▶ [What needs to be done]: How many lines in the records below contain the string "horse", with uppercase and lowercase treated as different? Reply with the number alone.

>> Start Information given

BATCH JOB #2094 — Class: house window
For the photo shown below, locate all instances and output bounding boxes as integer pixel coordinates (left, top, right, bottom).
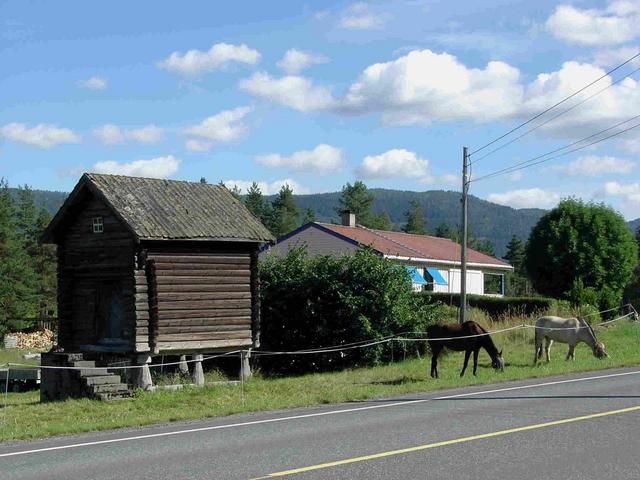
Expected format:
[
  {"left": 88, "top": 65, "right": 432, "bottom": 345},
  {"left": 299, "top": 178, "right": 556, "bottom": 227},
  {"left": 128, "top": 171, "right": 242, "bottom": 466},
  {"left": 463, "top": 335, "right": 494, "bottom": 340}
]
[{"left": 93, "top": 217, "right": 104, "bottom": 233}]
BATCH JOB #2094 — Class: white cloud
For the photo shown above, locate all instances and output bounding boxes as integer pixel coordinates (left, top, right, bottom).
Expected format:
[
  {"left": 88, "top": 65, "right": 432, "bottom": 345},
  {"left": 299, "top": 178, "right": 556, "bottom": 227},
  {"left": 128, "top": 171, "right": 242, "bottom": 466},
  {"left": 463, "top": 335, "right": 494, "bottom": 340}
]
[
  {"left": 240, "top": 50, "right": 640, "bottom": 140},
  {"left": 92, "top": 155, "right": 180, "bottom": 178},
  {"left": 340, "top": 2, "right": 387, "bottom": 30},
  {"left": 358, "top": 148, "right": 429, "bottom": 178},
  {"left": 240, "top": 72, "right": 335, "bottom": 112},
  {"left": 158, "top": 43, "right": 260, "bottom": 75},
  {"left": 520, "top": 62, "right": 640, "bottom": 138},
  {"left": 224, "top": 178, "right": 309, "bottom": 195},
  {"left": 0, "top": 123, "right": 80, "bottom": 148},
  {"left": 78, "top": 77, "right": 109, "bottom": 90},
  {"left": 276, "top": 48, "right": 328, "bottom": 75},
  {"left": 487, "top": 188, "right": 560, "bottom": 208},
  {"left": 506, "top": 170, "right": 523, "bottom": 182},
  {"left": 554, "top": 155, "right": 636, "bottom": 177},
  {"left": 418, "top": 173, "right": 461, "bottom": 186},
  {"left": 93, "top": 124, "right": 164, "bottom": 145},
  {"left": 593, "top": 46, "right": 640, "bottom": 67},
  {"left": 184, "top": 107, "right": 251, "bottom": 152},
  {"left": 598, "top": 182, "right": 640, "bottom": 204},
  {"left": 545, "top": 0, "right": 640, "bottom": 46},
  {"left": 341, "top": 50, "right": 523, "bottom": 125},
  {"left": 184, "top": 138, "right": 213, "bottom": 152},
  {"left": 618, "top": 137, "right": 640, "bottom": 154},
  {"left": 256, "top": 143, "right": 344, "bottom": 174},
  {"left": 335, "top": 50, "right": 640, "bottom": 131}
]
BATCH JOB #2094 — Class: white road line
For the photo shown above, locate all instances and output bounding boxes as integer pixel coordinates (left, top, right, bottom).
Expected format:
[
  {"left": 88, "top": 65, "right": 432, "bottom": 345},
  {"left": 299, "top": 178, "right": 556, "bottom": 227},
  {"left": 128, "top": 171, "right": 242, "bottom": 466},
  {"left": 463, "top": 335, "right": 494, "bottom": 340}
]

>> End Information given
>> Start Information given

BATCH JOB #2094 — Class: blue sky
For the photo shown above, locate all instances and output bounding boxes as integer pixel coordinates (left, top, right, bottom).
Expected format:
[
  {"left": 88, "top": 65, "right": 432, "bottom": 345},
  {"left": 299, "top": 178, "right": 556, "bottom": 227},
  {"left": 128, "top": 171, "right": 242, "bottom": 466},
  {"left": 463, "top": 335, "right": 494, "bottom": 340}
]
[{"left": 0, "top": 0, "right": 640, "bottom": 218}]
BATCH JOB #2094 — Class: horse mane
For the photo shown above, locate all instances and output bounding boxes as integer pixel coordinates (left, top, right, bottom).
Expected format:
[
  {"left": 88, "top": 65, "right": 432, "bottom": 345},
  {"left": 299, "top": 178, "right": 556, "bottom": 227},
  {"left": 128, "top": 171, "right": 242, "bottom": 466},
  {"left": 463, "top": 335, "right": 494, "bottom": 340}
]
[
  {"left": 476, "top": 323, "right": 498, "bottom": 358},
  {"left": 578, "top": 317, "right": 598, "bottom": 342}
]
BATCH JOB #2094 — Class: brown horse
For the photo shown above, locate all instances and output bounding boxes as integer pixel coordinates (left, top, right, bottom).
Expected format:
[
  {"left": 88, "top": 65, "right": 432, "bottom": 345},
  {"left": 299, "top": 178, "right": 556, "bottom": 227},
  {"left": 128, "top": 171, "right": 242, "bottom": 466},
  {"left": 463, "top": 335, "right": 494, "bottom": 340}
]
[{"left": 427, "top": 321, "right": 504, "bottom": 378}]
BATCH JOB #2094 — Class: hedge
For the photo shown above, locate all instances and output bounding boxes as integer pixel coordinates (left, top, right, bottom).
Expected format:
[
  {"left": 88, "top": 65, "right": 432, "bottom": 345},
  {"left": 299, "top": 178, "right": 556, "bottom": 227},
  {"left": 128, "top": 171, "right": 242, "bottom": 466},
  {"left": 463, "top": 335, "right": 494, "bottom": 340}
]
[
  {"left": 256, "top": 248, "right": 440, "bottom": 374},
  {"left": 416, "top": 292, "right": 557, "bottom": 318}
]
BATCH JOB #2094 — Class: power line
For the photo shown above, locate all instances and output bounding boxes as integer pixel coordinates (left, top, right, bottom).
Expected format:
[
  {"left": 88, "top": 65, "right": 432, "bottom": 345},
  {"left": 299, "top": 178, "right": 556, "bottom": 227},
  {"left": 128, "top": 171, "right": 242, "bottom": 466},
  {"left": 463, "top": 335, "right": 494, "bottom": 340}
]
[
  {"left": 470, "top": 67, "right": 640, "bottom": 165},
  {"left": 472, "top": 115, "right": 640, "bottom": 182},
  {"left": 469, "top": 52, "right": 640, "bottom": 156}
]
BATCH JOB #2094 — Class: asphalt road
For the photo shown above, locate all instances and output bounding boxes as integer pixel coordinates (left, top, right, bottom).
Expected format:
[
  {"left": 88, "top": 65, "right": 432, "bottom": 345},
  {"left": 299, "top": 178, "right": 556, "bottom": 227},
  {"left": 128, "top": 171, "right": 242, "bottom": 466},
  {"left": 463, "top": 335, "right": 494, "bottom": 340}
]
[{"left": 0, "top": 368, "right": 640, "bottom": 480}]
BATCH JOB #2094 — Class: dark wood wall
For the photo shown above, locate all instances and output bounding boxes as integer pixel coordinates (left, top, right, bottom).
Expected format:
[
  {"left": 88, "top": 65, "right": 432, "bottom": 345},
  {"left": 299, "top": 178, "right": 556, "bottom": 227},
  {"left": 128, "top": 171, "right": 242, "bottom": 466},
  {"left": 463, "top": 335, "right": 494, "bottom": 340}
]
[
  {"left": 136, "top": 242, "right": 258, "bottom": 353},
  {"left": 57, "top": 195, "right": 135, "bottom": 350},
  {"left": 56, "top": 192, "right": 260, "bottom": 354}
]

>> End Information given
>> Start Information given

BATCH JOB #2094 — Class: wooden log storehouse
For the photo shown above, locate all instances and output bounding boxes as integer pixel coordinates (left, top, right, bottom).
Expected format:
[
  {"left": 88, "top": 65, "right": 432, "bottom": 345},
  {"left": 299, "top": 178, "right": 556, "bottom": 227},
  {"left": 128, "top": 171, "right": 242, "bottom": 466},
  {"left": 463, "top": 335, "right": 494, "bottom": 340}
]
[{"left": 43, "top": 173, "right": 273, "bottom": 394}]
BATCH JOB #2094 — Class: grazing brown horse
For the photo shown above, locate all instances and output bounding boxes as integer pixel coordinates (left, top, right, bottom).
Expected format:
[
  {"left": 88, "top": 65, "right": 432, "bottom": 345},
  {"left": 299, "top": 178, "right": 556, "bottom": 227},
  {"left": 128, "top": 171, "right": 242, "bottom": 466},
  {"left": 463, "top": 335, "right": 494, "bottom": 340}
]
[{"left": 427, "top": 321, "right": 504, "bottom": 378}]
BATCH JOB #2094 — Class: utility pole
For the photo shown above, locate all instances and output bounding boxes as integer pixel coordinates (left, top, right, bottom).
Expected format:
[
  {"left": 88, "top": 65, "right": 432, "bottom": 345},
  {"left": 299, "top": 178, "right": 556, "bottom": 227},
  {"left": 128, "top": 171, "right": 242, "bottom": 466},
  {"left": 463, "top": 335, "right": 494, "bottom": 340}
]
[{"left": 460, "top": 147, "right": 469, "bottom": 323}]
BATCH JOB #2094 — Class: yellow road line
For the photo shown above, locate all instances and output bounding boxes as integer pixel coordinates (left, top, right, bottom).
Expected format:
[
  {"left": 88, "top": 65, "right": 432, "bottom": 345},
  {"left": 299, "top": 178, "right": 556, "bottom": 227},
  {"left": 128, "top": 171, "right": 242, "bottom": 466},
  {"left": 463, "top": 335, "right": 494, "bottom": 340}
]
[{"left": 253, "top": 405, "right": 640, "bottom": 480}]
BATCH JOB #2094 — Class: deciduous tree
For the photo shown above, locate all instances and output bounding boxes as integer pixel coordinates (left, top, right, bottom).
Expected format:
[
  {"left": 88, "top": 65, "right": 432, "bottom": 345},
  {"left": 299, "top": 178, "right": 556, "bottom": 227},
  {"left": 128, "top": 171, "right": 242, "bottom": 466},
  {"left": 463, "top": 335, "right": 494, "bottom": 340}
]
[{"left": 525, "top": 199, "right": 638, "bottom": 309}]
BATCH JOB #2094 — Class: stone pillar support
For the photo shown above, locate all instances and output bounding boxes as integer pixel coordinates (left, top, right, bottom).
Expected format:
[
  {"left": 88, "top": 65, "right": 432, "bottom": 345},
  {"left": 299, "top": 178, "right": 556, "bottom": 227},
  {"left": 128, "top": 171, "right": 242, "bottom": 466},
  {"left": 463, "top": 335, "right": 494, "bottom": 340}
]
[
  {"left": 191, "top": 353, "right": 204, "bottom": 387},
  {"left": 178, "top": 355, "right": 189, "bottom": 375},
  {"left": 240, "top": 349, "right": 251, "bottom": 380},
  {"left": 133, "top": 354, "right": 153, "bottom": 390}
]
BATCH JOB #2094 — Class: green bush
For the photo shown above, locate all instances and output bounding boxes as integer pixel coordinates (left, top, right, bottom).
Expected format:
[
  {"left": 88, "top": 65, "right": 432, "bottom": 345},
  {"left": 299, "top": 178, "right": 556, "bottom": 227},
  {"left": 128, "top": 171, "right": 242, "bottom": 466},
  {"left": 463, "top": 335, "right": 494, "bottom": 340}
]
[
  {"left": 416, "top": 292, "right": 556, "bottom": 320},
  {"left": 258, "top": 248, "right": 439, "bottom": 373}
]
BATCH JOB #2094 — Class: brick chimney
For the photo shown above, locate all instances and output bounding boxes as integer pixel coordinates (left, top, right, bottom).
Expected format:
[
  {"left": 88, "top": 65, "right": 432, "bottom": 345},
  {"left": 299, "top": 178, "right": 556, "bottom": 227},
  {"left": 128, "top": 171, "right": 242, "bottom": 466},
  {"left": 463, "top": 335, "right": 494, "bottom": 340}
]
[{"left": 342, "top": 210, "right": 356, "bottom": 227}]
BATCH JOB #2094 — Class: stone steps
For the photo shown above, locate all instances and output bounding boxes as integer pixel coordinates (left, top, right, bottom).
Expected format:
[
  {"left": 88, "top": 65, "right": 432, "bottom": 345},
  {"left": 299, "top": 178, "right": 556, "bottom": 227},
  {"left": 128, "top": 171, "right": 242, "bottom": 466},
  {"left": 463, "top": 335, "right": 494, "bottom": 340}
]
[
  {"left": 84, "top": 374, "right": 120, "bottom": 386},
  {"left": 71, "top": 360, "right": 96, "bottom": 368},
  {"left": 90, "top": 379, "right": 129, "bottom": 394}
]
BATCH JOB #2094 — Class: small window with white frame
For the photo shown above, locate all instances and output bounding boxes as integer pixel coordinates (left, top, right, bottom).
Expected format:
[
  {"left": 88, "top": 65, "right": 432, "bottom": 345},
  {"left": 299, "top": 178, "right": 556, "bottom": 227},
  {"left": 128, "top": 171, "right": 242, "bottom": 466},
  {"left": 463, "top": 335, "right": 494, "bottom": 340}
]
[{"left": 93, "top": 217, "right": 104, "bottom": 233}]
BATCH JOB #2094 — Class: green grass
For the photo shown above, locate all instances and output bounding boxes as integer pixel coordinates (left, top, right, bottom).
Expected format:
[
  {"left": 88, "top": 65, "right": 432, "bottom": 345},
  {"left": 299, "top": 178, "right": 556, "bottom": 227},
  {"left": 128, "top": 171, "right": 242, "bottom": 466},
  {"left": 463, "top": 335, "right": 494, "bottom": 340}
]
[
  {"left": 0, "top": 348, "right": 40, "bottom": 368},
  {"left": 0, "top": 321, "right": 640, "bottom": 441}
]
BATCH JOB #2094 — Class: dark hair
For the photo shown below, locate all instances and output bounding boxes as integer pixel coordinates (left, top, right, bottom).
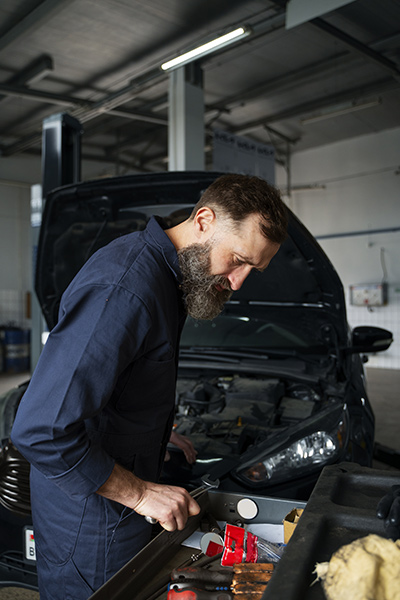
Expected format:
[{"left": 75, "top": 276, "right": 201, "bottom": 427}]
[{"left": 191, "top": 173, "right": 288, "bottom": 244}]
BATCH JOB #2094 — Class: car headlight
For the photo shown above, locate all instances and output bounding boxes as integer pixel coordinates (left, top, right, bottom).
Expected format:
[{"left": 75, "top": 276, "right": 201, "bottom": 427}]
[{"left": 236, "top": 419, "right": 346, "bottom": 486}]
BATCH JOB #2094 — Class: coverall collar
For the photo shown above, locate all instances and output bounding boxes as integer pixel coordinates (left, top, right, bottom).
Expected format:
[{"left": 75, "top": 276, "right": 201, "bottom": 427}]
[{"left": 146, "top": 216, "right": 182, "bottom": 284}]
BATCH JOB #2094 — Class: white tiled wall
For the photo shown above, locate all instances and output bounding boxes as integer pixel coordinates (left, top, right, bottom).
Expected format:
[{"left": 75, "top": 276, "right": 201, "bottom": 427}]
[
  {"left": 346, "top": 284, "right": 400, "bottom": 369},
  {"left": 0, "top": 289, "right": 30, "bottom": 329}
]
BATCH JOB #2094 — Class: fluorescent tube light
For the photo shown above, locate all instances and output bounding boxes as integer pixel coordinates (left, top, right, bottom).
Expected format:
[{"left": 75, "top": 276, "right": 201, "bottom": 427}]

>> End Information given

▶ [Answer to the problem]: 3